▶ **INPUT RECORDS**
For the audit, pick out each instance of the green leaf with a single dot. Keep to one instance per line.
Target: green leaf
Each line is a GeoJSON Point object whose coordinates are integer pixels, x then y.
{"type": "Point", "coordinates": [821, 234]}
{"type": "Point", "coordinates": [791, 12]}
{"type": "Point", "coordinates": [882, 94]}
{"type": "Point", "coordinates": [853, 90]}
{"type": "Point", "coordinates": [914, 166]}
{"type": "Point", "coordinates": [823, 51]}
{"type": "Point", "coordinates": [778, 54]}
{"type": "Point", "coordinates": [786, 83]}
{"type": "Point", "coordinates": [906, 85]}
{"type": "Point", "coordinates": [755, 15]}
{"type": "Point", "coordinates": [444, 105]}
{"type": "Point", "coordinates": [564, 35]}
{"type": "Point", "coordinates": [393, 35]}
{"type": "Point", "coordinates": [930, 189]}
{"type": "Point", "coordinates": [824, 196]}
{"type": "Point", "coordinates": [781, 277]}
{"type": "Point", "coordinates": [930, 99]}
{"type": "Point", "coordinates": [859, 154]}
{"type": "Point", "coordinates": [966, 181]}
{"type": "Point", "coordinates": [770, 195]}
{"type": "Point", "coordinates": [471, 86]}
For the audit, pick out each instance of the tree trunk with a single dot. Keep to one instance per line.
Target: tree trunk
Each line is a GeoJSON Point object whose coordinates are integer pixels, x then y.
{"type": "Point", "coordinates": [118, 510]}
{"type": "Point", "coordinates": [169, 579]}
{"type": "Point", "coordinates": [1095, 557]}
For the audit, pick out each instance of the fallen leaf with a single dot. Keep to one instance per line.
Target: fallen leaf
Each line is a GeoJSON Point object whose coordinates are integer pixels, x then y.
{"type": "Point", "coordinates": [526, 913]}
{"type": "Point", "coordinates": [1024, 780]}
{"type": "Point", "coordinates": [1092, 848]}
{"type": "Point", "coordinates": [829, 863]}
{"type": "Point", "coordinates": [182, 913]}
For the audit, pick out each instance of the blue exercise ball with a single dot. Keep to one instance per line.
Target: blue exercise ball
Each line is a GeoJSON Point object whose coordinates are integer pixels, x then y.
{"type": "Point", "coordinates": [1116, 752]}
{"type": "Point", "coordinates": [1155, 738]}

▶ **WHAT IS REQUIRED**
Find the lines above that hold "audit", then copy each of them.

▶ **RESPONSE TO THE EXERCISE**
For the audit, pick out each instance of the green leaf with a single dot. Keep to one instance per line.
For the audit, pick out each instance of the tree trunk with a single dot. Keep to one instance per line.
For the audit, pick out each instance of the fallen leaf with a single dot. Keep to one instance per line.
For the audit, pick out each instance of the blue exercise ball with a single dot. Keep to one instance per line.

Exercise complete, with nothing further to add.